----- DOCUMENT PASSAGE
Black holes and planets, part 2. In Part 1 we talked about black holes and built the Black Hole Solar System.
In this post I’ll build a planetary system with lots of possibly life-bearing worlds — an Ultimate Solar System — with a black hole.
Let’s go big. The center of our system will be a black hole 1 million times as massive as the Sun. That’s almost as massive as the one in the center of the Milky Way. Boom!
I’ll use the awesome image from the movie Interstellar to represent the black hole. It’s not exactly the setup we’re going for (our black hole isn’t spinning and doesn’t have a disk around it), but it looks awesome, and it was created by Kip Thorne using some heavy-duty computer simulations (on that note, I highly recommend his book the Science of Interstellar).
A supermassive black hole buys us something important. It shrinks the Hill radius.
The Hill radius is the ball around a planet in which its gravity dominates over the star’s. Planets are naturally spaced in units of Hill radii. For our purposes Hill radii are like kilometers or liters or slices of pizza – a unit of measure.
A planet’s Hill radius depends on the mass of whatever it’s orbiting. Around a million-sun black hole, a planet’s Hill radius is 100 times smaller than around the Sun. That means a given region of space can stably fit 100 times more orbits around a black hole than around the Sun.
----------
----- DATASET RECORDS
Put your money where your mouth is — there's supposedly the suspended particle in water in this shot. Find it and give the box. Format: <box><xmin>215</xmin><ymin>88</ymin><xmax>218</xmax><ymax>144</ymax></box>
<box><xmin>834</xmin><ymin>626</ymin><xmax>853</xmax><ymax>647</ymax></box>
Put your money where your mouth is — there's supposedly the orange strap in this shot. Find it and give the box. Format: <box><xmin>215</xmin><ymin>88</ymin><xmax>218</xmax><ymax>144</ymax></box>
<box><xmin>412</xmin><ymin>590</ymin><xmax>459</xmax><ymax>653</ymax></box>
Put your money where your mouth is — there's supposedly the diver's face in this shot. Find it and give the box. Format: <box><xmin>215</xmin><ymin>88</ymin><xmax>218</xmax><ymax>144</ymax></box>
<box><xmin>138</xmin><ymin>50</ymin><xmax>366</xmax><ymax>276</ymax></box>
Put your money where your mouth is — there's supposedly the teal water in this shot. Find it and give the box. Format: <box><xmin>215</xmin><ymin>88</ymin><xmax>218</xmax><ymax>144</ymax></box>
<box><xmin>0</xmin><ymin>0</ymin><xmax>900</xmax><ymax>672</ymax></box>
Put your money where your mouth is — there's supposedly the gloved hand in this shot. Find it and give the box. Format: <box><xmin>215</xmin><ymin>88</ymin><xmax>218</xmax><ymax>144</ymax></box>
----------
● WORK TO COMPLETE
a - Reproduce the part of the post about black holes and planets that begins with the words "The Hill radius is" and ends with "unit of measure.".
b - In the post about black holes and planets, list the everyday units that Hill radii are compared to.
c - Pick up the post about black holes and planets after its last sentence and carry it on.

● ANSWERS BY TASK
a -
The Hill radius is the ball around a planet in which its gravity dominates over the star’s. Planets are naturally spaced in units of Hill radii. For our purposes Hill radii are like kilometers or liters or slices of pizza – a unit of measure.

b - kilometers, liters, slices of pizza

c -
Planets can be super close to each other because the black hole’s gravity is so strong! If planets are little toy Hot wheels cars, most planetary systems are laid out like normal highways (side note: I love Hot wheels). Each car stays in its own lane, but the cars are much much smaller than the distance between them. Around a black hole, planetary systems can be shrunk way down to Hot wheels-sized tracks. The Hot wheels cars — our planets — don’t change at all, but they can remain stable while being much closer together. They don’t touch (that would not be stable), they are just closer together.
Let’s put things in perspective. About six Earth-mass planets can fit on stable orbits within the Sun’s habitable zone. Simply replace the Sun with a million-Sun black hole, and 550 Earths can fit in the same region!
Take a look at this tiny slice of orbital space, from Earth’s orbital distance at 1 AU out to 1.2 AU. Around the Sun 2 Earths can fit. Around a black hole 145 Earths can fit!
For scale, Earth’s nearest neighbors – Venus and Mars – are 0.3 and 0.5 Astronomical Units (AU) away. In a maximally-packed system, another Earth could sit on an orbit just 0.1 AU away. But around a black hole the closest neighbor could be just 1/1000th (0.001) of an AU away!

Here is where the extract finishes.